** WHAT TO WORK ON **
For this exercise, print the records below verbatim.

** EXERCISE INPUTS **
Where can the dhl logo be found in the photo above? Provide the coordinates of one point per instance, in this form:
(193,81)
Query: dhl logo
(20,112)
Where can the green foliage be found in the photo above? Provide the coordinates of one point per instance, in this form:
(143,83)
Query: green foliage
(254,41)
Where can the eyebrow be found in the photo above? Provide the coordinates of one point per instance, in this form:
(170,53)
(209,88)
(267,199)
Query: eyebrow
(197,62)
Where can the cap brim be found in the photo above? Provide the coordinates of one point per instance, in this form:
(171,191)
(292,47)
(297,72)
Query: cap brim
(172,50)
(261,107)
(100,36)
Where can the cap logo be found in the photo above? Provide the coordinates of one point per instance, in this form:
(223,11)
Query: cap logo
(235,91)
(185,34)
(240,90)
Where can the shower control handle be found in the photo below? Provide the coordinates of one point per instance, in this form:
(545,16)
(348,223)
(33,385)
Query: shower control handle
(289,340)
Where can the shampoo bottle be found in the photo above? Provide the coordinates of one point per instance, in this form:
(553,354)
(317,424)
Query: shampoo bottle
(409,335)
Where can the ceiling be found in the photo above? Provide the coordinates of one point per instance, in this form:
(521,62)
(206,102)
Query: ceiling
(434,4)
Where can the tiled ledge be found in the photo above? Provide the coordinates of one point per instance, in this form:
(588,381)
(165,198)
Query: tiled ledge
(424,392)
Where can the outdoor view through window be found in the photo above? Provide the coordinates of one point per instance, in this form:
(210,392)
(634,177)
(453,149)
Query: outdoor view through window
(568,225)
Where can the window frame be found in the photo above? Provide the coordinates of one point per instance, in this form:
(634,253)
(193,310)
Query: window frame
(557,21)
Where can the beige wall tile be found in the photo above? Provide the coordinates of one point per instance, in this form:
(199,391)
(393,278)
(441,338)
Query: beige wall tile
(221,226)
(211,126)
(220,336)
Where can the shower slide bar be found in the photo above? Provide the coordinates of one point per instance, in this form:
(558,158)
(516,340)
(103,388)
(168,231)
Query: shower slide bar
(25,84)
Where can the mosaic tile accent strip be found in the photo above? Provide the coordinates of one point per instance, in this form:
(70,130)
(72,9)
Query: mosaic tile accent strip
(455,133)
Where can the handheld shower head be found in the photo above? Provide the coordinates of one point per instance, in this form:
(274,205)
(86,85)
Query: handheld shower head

** RESPONSE TO THE EXERCISE **
Where can the dhl logo be found in the photo above? Provide the coordinates of one point per instance, in this form:
(193,81)
Query: dhl logo
(20,112)
Where can the green foliage be found in the photo above? Provide the coordinates of one point per instance, in this form:
(143,83)
Query: green foliage
(254,41)
Where can the eyebrow be found in the photo above? Provide the coordinates of one point per instance, in this form:
(170,53)
(209,88)
(267,199)
Query: eyebrow
(197,62)
Where can the cap brim be found in the photo above? Provide the coordinates of one point per instance, in this form:
(171,191)
(292,47)
(297,72)
Query: cap brim
(172,50)
(261,107)
(100,36)
Where can the cap logo be found in the photo above? Provide the coordinates of one point per instance, in this form:
(223,11)
Query: cap logo
(235,91)
(185,34)
(240,90)
Where can the shower control handle be found in the photo below? Provide the coordinates of one point per instance, in this form:
(545,16)
(348,223)
(33,385)
Query: shower control handle
(289,340)
Where can the shampoo bottle be found in the photo above? Provide the coordinates of one point per instance, in this form:
(553,354)
(317,424)
Query: shampoo bottle
(409,335)
Where can the ceiling be found in the photo above? Provide the coordinates of one point per instance, in this form:
(521,62)
(206,102)
Query: ceiling
(434,4)
Where can the tiled ledge be found in the photo above? Provide the coordinates of one point per instance, in this form:
(588,381)
(165,198)
Query: tiled ledge
(424,392)
Where can the outdoor view through window be found in the photo above? Provide the coordinates of one point per instance, in this form:
(210,392)
(634,177)
(453,149)
Query: outdoor view through window
(568,225)
Where can the window frame be found in the photo above? Provide the coordinates of one point per instance, in this form:
(634,253)
(193,310)
Query: window frame
(557,21)
Where can the beige wall tile be found in the photo above? Provide the coordinates of one point per instance, in this form:
(199,391)
(393,278)
(441,338)
Query: beige wall tile
(221,226)
(211,126)
(220,336)
Where can the shower slide bar be found in the photo above? Provide the coordinates of one point per instance, in this form:
(558,158)
(516,340)
(103,388)
(168,231)
Query: shower slide bar
(25,84)
Where can the mosaic tile accent strip be found in the photo above? Provide the coordinates of one point per instance, in this form:
(70,130)
(72,9)
Query: mosaic tile accent strip
(455,133)
Where can the handheld shower head be found in the photo above? Provide the coordinates of one point per instance, in this form:
(274,205)
(86,85)
Query: handheld shower head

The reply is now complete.